TASK DESCRIPTION | Please copy out the passage on Andrew Taylor Still and osteopathy in full, word for word.

PASSAGE TO READ |
Andrew Taylor Still - Osteopathy

Osteopathy

See also: Osteopathy

Still believed that osteopathy was a necessary discovery, because the current medical practices of his day often caused significant harm and conventional medicine had failed to shed light on the etiology and effective treatment of disease. At the time A.T. Still practiced as a physician, medications, surgery, and other traditional therapeutic regimens often caused more harm than good. Some of the medicines commonly given to patients during this time were arsenic, castor oil, whiskey, and opium. Additionally, unsanitary surgical practices often resulted in more deaths than cures.

Dr. Still sought to reform existing 19th century medical practices. Still investigated alternative treatments, such as hydropathy, diet, bonesetting, and magnetic healing. Still found appeal in the relatively tame side effects of those modalities, and imagined that someday "rational medical therapy" would consist of manipulation of the musculoskeletal system, surgery, and very sparingly used drugs, including anesthetics, antiseptics, and antidotes. He invented the name "osteopathy" by blending two Greek roots osteon- for bone and-pathos for suffering in order to communicate his theory that disease and physiologic dysfunction were etiologically grounded in a disordered musculoskeletal system. Thus, by diagnosing and treating the musculoskeletal system, he believed that physicians could treat a variety of diseases and spare patients the negative side-effects of drugs.

EXTRACTED MATERIAL |
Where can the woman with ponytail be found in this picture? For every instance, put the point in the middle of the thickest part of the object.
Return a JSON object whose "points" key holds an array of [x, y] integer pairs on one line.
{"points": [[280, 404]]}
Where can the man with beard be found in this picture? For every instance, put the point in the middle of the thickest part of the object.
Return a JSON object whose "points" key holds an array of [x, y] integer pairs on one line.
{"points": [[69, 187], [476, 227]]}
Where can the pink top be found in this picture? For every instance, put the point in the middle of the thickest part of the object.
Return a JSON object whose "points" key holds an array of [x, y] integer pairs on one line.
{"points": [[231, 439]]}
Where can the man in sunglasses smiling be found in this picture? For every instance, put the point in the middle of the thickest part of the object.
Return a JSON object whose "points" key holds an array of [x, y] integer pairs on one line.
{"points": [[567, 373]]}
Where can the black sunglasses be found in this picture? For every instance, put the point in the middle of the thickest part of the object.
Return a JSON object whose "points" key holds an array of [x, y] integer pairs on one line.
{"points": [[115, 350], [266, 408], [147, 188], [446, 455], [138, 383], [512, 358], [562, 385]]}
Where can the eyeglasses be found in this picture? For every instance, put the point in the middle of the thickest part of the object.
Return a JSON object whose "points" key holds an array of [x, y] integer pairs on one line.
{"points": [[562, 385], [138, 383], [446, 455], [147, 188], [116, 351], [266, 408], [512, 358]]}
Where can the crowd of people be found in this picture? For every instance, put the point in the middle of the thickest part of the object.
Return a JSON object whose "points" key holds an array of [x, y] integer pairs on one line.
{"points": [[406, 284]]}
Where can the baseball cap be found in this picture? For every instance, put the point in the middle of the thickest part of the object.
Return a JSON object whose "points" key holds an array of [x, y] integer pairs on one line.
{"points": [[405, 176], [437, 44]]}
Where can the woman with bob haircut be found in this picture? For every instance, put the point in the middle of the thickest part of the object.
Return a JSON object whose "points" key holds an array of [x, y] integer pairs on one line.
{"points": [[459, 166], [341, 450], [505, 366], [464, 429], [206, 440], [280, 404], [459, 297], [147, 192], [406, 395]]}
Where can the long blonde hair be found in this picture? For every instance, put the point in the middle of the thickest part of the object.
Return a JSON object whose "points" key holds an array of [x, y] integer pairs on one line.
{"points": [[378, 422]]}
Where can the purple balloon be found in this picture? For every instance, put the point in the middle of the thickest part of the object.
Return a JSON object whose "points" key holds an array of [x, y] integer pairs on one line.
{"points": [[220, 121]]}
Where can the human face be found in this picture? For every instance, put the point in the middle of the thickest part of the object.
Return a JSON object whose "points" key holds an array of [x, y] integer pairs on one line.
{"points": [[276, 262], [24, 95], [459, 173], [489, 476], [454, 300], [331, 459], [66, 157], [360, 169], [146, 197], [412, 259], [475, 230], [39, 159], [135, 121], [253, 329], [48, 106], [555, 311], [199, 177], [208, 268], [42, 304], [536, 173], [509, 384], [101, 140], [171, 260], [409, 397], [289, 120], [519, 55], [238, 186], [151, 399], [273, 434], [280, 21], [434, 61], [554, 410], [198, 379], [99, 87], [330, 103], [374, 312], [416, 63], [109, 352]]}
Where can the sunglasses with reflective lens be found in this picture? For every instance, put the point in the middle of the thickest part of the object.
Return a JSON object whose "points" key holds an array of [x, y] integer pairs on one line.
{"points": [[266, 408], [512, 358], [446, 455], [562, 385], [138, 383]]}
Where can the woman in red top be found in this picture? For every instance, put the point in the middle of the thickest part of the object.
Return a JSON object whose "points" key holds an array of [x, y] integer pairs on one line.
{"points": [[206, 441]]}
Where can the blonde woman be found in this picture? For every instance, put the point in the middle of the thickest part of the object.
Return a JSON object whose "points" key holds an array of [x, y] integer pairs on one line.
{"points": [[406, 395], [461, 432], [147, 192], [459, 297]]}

RESPONSE TO THE TASK |
Andrew Taylor Still - Osteopathy

Osteopathy

See also: Osteopathy

Still believed that osteopathy was a necessary discovery, because the current medical practices of his day often caused significant harm and conventional medicine had failed to shed light on the etiology and effective treatment of disease. At the time A.T. Still practiced as a physician, medications, surgery, and other traditional therapeutic regimens often caused more harm than good. Some of the medicines commonly given to patients during this time were arsenic, castor oil, whiskey, and opium. Additionally, unsanitary surgical practices often resulted in more deaths than cures.

Dr. Still sought to reform existing 19th century medical practices. Still investigated alternative treatments, such as hydropathy, diet, bonesetting, and magnetic healing. Still found appeal in the relatively tame side effects of those modalities, and imagined that someday "rational medical therapy" would consist of manipulation of the musculoskeletal system, surgery, and very sparingly used drugs, including anesthetics, antiseptics, and antidotes. He invented the name "osteopathy" by blending two Greek roots osteon- for bone and-pathos for suffering in order to communicate his theory that disease and physiologic dysfunction were etiologically grounded in a disordered musculoskeletal system. Thus, by diagnosing and treating the musculoskeletal system, he believed that physicians could treat a variety of diseases and spare patients the negative side-effects of drugs.